**GIVEN EXERCISE:** Set down exactly the lines from the one containing "In the photo above, where can the white roof" through the end of the records below, both included, and nothing else.

**Excerpts of pointing data:**
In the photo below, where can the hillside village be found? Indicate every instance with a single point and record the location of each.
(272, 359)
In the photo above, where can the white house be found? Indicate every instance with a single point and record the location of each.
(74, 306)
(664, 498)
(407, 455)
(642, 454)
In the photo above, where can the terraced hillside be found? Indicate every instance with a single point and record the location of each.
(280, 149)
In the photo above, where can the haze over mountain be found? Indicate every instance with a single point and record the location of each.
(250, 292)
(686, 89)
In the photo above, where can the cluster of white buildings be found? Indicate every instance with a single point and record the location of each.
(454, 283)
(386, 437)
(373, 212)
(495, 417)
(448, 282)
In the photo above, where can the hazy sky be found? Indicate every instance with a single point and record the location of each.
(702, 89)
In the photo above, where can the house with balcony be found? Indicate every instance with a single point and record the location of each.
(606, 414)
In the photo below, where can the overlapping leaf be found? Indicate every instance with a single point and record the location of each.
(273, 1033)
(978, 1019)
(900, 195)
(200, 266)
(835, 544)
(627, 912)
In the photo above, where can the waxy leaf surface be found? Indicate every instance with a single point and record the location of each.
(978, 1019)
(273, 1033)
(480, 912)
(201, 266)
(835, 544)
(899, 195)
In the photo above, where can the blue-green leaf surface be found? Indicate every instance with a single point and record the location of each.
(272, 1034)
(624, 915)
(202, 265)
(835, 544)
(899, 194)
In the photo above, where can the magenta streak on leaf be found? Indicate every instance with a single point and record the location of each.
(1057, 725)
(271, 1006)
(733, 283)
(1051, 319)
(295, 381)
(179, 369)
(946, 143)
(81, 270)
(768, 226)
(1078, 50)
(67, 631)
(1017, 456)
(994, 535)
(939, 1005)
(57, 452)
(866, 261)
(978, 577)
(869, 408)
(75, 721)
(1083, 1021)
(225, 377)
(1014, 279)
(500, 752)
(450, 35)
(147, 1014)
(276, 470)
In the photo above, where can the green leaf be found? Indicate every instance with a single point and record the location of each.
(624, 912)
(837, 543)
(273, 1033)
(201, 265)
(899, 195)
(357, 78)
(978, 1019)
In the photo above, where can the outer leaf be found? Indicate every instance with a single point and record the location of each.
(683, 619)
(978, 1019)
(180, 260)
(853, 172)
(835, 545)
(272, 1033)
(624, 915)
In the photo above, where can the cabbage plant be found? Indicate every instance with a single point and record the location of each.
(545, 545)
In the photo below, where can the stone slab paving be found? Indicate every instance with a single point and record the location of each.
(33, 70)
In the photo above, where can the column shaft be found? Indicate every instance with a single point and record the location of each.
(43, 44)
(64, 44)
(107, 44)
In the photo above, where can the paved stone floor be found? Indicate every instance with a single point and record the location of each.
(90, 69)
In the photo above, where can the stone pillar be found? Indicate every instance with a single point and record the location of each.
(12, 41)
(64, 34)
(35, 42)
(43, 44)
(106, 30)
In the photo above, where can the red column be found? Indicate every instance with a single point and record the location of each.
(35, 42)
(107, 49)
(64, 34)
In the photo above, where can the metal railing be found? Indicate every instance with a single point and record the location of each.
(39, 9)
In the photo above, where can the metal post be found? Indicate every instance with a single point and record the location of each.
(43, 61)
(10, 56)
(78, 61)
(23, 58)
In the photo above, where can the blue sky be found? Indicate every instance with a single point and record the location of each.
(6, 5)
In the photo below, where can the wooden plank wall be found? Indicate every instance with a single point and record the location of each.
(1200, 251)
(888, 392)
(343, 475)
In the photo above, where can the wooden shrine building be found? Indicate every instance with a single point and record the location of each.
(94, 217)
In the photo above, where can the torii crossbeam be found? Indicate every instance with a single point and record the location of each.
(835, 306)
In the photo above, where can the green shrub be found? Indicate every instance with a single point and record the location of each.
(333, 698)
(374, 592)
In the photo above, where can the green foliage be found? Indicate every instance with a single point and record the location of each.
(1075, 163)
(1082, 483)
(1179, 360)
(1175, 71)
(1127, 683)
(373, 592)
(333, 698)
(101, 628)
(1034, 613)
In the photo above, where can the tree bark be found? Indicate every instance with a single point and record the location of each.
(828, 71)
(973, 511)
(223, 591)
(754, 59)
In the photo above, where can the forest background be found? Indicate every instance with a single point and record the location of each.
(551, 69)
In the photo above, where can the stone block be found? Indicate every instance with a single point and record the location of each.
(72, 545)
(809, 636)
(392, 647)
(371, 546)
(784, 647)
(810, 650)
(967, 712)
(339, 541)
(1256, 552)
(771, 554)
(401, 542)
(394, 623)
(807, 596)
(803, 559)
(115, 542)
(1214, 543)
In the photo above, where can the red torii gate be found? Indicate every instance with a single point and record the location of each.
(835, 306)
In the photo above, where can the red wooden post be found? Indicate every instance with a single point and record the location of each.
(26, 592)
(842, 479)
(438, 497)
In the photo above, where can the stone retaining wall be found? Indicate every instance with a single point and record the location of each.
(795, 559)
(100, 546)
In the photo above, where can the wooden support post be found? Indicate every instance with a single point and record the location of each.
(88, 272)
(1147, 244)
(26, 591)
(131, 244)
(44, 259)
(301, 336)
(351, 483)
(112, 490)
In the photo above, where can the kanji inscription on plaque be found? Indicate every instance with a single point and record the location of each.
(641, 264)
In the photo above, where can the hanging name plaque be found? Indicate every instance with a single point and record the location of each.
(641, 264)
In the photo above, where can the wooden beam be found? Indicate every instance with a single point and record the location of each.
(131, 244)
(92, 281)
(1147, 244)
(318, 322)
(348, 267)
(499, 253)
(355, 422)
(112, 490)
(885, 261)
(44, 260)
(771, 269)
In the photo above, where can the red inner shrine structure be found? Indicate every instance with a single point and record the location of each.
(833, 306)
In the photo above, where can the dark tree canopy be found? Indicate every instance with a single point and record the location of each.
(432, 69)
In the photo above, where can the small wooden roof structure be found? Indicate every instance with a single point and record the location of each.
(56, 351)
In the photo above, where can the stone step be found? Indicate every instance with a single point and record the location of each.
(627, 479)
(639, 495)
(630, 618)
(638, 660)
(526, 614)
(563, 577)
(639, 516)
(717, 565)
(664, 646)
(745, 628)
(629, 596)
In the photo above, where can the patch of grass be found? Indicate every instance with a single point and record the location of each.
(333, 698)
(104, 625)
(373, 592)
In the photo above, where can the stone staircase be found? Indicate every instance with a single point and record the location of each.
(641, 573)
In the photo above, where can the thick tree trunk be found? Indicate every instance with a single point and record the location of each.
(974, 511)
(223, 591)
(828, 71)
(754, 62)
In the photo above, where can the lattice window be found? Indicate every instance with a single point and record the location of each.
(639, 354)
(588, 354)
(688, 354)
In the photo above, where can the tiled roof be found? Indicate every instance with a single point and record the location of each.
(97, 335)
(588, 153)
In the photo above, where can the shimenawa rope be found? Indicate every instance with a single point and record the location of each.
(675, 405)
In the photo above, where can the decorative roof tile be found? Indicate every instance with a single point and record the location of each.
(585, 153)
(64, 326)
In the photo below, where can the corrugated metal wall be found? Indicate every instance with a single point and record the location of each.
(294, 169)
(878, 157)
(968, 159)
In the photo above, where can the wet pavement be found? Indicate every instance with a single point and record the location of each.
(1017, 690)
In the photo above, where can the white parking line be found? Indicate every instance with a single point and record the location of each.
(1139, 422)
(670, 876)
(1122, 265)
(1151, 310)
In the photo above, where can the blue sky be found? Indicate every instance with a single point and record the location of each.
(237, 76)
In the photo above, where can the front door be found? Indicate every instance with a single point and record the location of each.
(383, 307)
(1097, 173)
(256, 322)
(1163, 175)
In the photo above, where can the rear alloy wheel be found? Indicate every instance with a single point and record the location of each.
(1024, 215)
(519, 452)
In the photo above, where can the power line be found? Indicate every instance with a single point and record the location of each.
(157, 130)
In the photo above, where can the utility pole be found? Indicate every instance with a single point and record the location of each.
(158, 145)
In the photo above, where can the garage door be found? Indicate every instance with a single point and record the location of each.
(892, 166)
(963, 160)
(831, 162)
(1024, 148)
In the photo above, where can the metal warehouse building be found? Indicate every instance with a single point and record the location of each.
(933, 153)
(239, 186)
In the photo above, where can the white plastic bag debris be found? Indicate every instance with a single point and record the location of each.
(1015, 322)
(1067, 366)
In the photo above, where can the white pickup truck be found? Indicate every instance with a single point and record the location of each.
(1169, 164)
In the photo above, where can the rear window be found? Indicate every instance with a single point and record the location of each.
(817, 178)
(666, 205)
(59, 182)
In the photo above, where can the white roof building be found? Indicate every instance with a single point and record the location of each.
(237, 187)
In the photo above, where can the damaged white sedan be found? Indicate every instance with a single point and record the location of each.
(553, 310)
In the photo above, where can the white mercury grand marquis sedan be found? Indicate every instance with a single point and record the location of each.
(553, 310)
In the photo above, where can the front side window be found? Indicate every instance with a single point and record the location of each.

**FINISHED ANSWER:**
In the photo above, where can the white roof building be found? Indicate every instance with a single point and record the location of each.
(237, 187)
In the photo above, where can the damaged white sedan be found? Indicate every instance with a single point and record the location of each.
(553, 310)
In the photo above, where can the white mercury grand marquis sedan be found? Indicate every instance with a single point and record the location of each.
(553, 310)
In the photo above, where can the front side window be found? Indicate every instance with a single point and record the location of each.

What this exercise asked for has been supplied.